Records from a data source
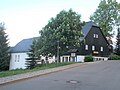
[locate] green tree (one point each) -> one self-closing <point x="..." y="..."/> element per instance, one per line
<point x="64" y="29"/>
<point x="4" y="49"/>
<point x="107" y="16"/>
<point x="32" y="59"/>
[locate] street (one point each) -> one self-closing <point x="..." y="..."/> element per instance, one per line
<point x="104" y="75"/>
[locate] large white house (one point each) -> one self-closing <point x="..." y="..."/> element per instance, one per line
<point x="19" y="54"/>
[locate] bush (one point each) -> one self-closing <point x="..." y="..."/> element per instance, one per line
<point x="88" y="58"/>
<point x="114" y="57"/>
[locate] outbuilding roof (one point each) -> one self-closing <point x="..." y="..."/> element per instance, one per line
<point x="23" y="46"/>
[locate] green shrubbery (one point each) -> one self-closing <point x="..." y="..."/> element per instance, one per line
<point x="88" y="58"/>
<point x="114" y="57"/>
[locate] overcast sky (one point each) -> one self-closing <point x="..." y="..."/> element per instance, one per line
<point x="24" y="18"/>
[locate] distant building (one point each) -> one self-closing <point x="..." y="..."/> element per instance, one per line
<point x="19" y="54"/>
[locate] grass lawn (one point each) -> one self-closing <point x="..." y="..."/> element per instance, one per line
<point x="20" y="71"/>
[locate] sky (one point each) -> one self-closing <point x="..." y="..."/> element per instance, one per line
<point x="25" y="18"/>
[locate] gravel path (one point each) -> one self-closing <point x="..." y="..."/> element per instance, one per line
<point x="19" y="77"/>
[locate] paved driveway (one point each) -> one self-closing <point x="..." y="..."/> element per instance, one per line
<point x="93" y="76"/>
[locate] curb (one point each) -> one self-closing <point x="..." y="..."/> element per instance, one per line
<point x="20" y="77"/>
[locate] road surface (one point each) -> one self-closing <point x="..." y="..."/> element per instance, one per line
<point x="93" y="76"/>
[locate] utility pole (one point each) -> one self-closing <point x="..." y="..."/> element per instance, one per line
<point x="58" y="51"/>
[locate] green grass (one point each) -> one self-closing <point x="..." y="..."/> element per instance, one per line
<point x="43" y="67"/>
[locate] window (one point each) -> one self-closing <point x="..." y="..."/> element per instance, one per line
<point x="15" y="58"/>
<point x="95" y="35"/>
<point x="86" y="47"/>
<point x="101" y="48"/>
<point x="93" y="47"/>
<point x="18" y="58"/>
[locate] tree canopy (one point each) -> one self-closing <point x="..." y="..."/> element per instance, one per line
<point x="4" y="49"/>
<point x="107" y="16"/>
<point x="64" y="29"/>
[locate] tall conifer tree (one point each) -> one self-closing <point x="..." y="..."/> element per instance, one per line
<point x="4" y="49"/>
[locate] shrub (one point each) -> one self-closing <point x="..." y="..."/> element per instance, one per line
<point x="114" y="57"/>
<point x="88" y="58"/>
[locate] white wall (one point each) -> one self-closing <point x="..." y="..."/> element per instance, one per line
<point x="18" y="60"/>
<point x="80" y="58"/>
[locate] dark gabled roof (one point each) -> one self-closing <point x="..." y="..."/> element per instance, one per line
<point x="87" y="28"/>
<point x="23" y="46"/>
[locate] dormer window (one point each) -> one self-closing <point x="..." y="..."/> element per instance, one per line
<point x="101" y="49"/>
<point x="95" y="35"/>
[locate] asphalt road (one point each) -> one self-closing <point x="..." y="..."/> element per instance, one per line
<point x="93" y="76"/>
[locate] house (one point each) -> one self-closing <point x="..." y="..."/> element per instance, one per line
<point x="19" y="54"/>
<point x="92" y="43"/>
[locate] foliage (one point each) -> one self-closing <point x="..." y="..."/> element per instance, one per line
<point x="114" y="57"/>
<point x="43" y="67"/>
<point x="88" y="58"/>
<point x="32" y="59"/>
<point x="64" y="29"/>
<point x="4" y="49"/>
<point x="118" y="43"/>
<point x="107" y="16"/>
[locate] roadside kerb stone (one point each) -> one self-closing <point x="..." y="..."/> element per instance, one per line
<point x="24" y="76"/>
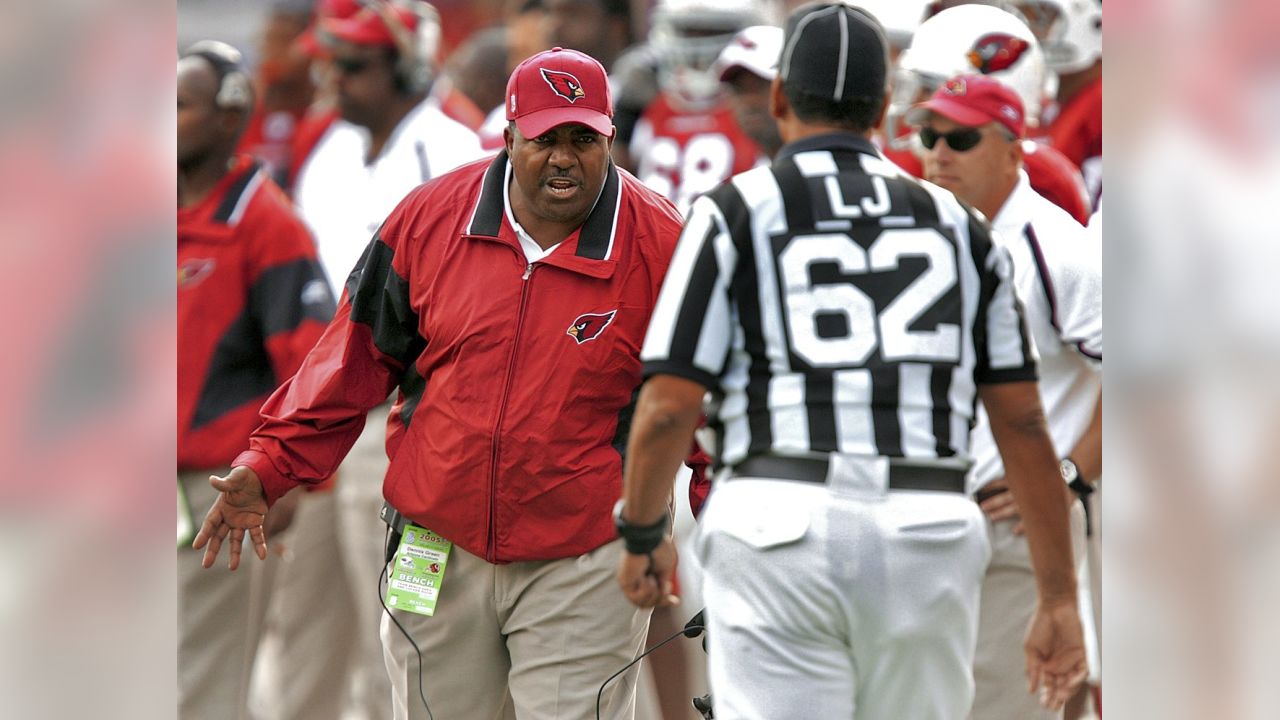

WORK TO COMPLETE
Your task is to restate every record word for word. Omit all pictures.

WRITTEN SOLUTION
[locate] green tree (one point each) -> one self-closing <point x="..." y="..."/> element per instance, one per line
<point x="64" y="29"/>
<point x="4" y="49"/>
<point x="107" y="16"/>
<point x="32" y="59"/>
[locate] street (one point each) -> one self-closing <point x="..." y="..."/> element per instance, one per line
<point x="104" y="75"/>
[locate] large white house (one point each) -> one self-closing <point x="..." y="..."/> element per instance, one per line
<point x="19" y="54"/>
[locate] bush (one point each) -> one self-closing <point x="..." y="..."/> element per instance, one per line
<point x="88" y="58"/>
<point x="114" y="57"/>
[locate] outbuilding roof (one point each) -> one self-closing <point x="..." y="..."/> element per instance, one per line
<point x="23" y="46"/>
[locate] green shrubbery (one point each) -> one self-closing <point x="..." y="..."/> element per instance, one per line
<point x="88" y="58"/>
<point x="114" y="57"/>
[locate] overcast sky (one point each) -> one self-closing <point x="..." y="..."/> element per instance, one per line
<point x="24" y="18"/>
[locate] distant building (one point each) -> one self-closing <point x="..." y="..."/> element per instance, one per line
<point x="19" y="54"/>
[locate] grass lawn (one point each) -> one self-closing <point x="..." y="..."/> element per instance, one per line
<point x="20" y="71"/>
[locate] sky (one point each) -> one self-closing <point x="..." y="..."/> element per instance, one per line
<point x="25" y="18"/>
[locate] gravel path (one point each) -> one self-closing <point x="..." y="..."/> element per instance, one per line
<point x="19" y="77"/>
[locate] paved driveway (one point each) -> one self-closing <point x="..." y="..."/> element per instance, one per line
<point x="93" y="76"/>
[locate] curb (one point each) -> one self-closing <point x="..." y="..."/> element per instance, one per line
<point x="20" y="77"/>
[locate] road surface (one point each) -> one self-closing <point x="..." y="..."/> element per instance, one per line
<point x="93" y="76"/>
[locate] utility pole (one point each) -> one self-closing <point x="..." y="..."/> element per instance, one per line
<point x="58" y="51"/>
[locate] green grass (one point each) -> one self-closing <point x="..." y="..."/> element per instance, one per line
<point x="43" y="67"/>
[locate] window (one point each) -> one self-closing <point x="..." y="..."/> element per instance, one per line
<point x="15" y="58"/>
<point x="95" y="35"/>
<point x="86" y="47"/>
<point x="101" y="48"/>
<point x="93" y="47"/>
<point x="18" y="58"/>
[locate] tree canopy (one point each) -> one self-closing <point x="..." y="..."/> element per instance, one per line
<point x="4" y="49"/>
<point x="107" y="16"/>
<point x="64" y="29"/>
[locate] tall conifer tree (one point each) -> one self-closing <point x="..." y="..."/> element per instance, one per line
<point x="4" y="49"/>
[locate] shrub (one point each) -> one self-closing <point x="..." y="..."/> element per instance, one per line
<point x="114" y="57"/>
<point x="88" y="58"/>
[locate] white wall (one point each) -> one self-closing <point x="..." y="..."/> element per instance, one per line
<point x="18" y="60"/>
<point x="80" y="58"/>
[locate] dark gabled roof (one point each) -> one self-closing <point x="..." y="..."/> element per instance, one per line
<point x="87" y="28"/>
<point x="23" y="46"/>
[locate] dormer window (one point each) -> one self-closing <point x="..." y="..."/> element per instance, one per line
<point x="101" y="49"/>
<point x="95" y="35"/>
[locate] asphalt road (one point each) -> one self-closing <point x="..." y="..."/> element per instance, one per line
<point x="93" y="76"/>
[locate] house (one point each) -> one self-closing <point x="..." y="..."/> element per instance, one per line
<point x="19" y="54"/>
<point x="92" y="43"/>
[locate] foliage (one point each) -> one self-closing <point x="..." y="..."/> element per instance, one per line
<point x="114" y="57"/>
<point x="43" y="67"/>
<point x="88" y="58"/>
<point x="32" y="59"/>
<point x="64" y="29"/>
<point x="4" y="49"/>
<point x="118" y="43"/>
<point x="107" y="16"/>
[locate] roadside kerb stone (one point each) -> one self-closing <point x="..." y="..."/> element per instance, one per line
<point x="24" y="76"/>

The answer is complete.